■ **Problems to solve**
**A.** Reproduce the job-search tips for introverts word for word, from "8. Introverts love" to "you might turn.".
**B.** Pick up the job-search tips for introverts where they stop and continue them.

■ **Selected excerpt**
★ ★ ★ ★

10. Realize that introverts are, to many people more impressive than extroverts. They listen better, come to the point, are less likely to make impulsive errors, and aren't overwhelming. That realization should make you more comfortable in networking and in interviews.
9. Remember that in reaching out for job leads, you're imposing no more than when you ask a stranger on the street for directions. If an employer isn't interested, she needn't return your call or can quickly say she can't help you. And you can survive the rejection. Most winners are rejected more often than they're accepted.
8. Introverts love when others promote them. So if your resume is impressive, send it to a recruiter and/or staffing company. Find links to recruiting firms at the Riley Guide.
Just write a 100-t0 200-word email to the person with the power to hire you--Its guts should be three one-line statements: the three thingsyou'd most want that employer to know about you. Here might be one: " When I arrived, the office was a bunch of file folders that were often out of order. Now, I've installed an electronic medical records system."
If you like, attach a work sample or others' glowing statements about you.
Conclude your email by asking the employer if s/he'd be willing to talk with you about possible employment or offer advice on where you might turn.

★ ★ ★ ★

■ **Data shown**
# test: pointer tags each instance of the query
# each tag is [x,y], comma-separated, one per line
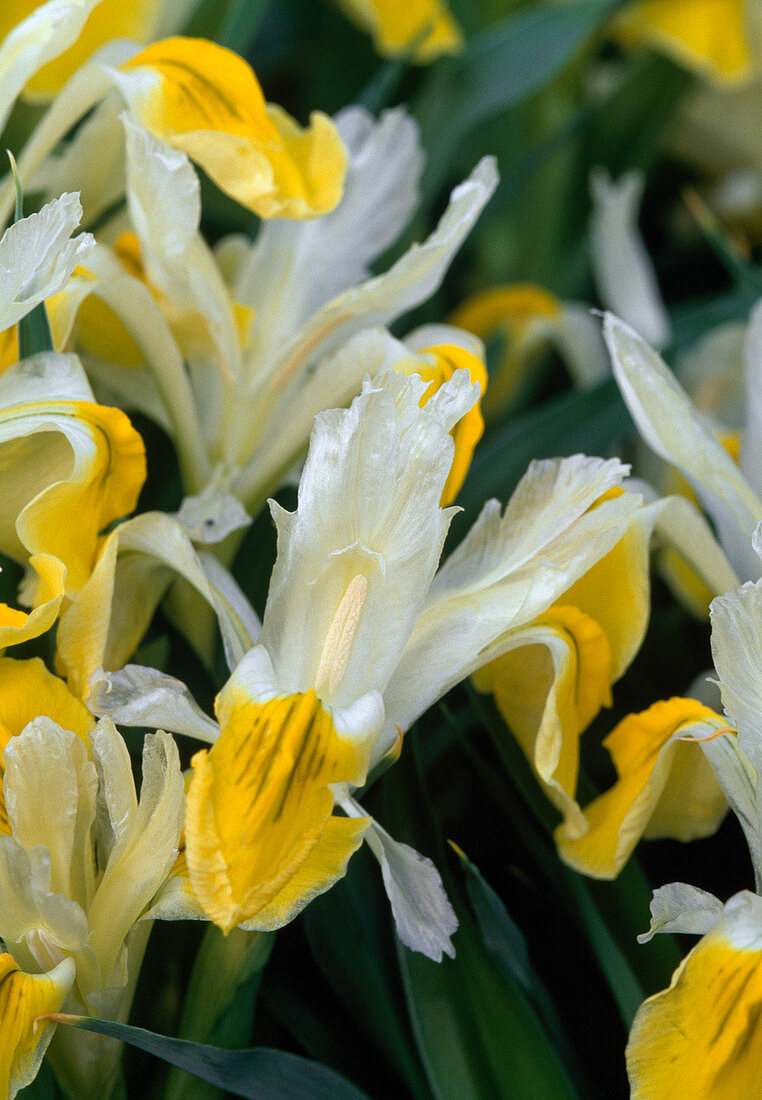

★ ★ ★ ★

■ **Results by task**
**A.**
8. Introverts love when others promote them. So if your resume is impressive, send it to a recruiter and/or staffing company. Find links to recruiting firms at the Riley Guide.
Just write a 100-t0 200-word email to the person with the power to hire you--Its guts should be three one-line statements: the three thingsyou'd most want that employer to know about you. Here might be one: " When I arrived, the office was a bunch of file folders that were often out of order. Now, I've installed an electronic medical records system."
If you like, attach a work sample or others' glowing statements about you.
Conclude your email by asking the employer if s/he'd be willing to talk with you about possible employment or offer advice on where you might turn.

**B.**
6. Use the introvert's preference for research over people contact to learn about your target employer and interviewers. But don't learn too much. A quick look at the employer's site, a Google search, and perhaps LinkedIn search are enough. Not only does more in-depth research take time, when a job seeker knows more about an employer than the employer does, the candidate can appear desperate and/or make the employer feel invaded, creepy.
5. You're not bragging about nor exaggerating your accomplishments; you're reporting them. That reframing can help introverts feel better about selling themselves.
4. Write a script for:
- A 10-second job search statement, for example, "I'm a cost accountant who loves his work but my company just sent all the accounting work to India, so I'm looking for work."
- A 45-second job search statement, for example, "After getting my degree in accounting, I worked at a small firm and then moved to Deloitte for a promotion. I've gotten really good evaluations all along and so it was a shock when I got a layoff notice--they're moving the entire accounting department to India. My favorite work has been in budget forecasting and having a seat at the table when my boss discusses strategic issues but I'm also fine with tax and audit work. I'm just looking for a job at a good company with good people that's not too long a commute from Oakland."
- Interview questions you're afraid of, for example, "How come you've been unemployed for 10 years?"
3. Employers are suckers for enthusiasm and energy. So, yes, be yourself but be your most energetic self.
2. An interview is mutual: a conversation, not an interrogation. So, apply the introvert's good listening skills during an interview to probe for information and to derive intuitions about whether you really want this job.
1. Schedule breaks to recharge your batteries when you are involved in the social aspects of job searching.
Bonus: Keep your eyes on the prize--Do what you need to do to land a good job, even if some of the necessary activities make you uncomfortable.